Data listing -
— Start —

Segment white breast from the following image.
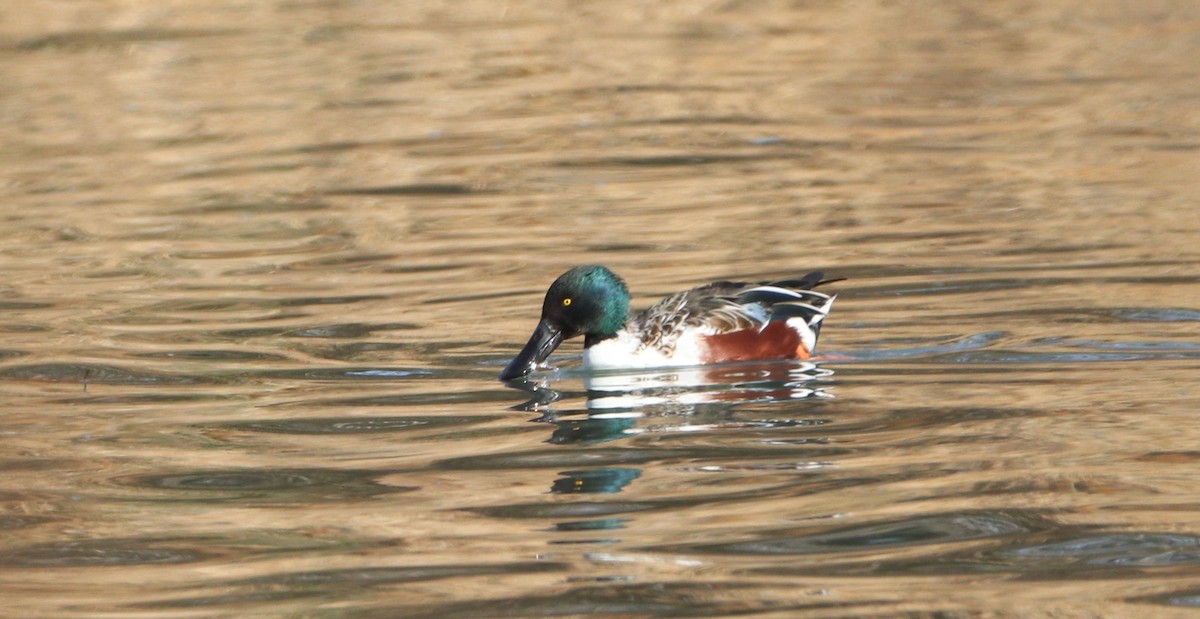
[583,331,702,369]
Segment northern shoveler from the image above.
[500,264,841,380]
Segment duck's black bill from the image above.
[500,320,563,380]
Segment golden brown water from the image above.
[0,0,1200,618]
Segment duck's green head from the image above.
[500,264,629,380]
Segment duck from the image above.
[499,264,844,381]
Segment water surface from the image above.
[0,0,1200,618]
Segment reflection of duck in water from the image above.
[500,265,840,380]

— End —
— Start —

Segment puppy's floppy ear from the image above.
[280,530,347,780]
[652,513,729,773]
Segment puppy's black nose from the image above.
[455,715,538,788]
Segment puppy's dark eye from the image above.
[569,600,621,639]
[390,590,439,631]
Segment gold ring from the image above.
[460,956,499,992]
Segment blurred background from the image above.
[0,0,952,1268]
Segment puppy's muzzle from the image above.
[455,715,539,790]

— End —

Exercise instructions -
Add 79 to every bounding-box coordinate in the part of the listing above that opens with the line containing "Segment white breast" and closes with the line containing "[500,265,840,380]", then write that whole part out again with its requests included. Leave the pictures out of your answer.

Task output -
Segment white breast from the following image.
[662,410,781,448]
Segment northern shoveler from the image above.
[579,343,920,459]
Segment duck's black bill from the image above.
[579,399,642,459]
Segment golden brown water from the image above.
[79,79,1279,697]
Segment duck's green head from the image above.
[579,343,708,459]
Segment duck from the image above.
[578,343,923,460]
Segment water surface from the image above.
[79,79,1279,697]
Segment reflection of duck in water from the image above.
[579,344,919,459]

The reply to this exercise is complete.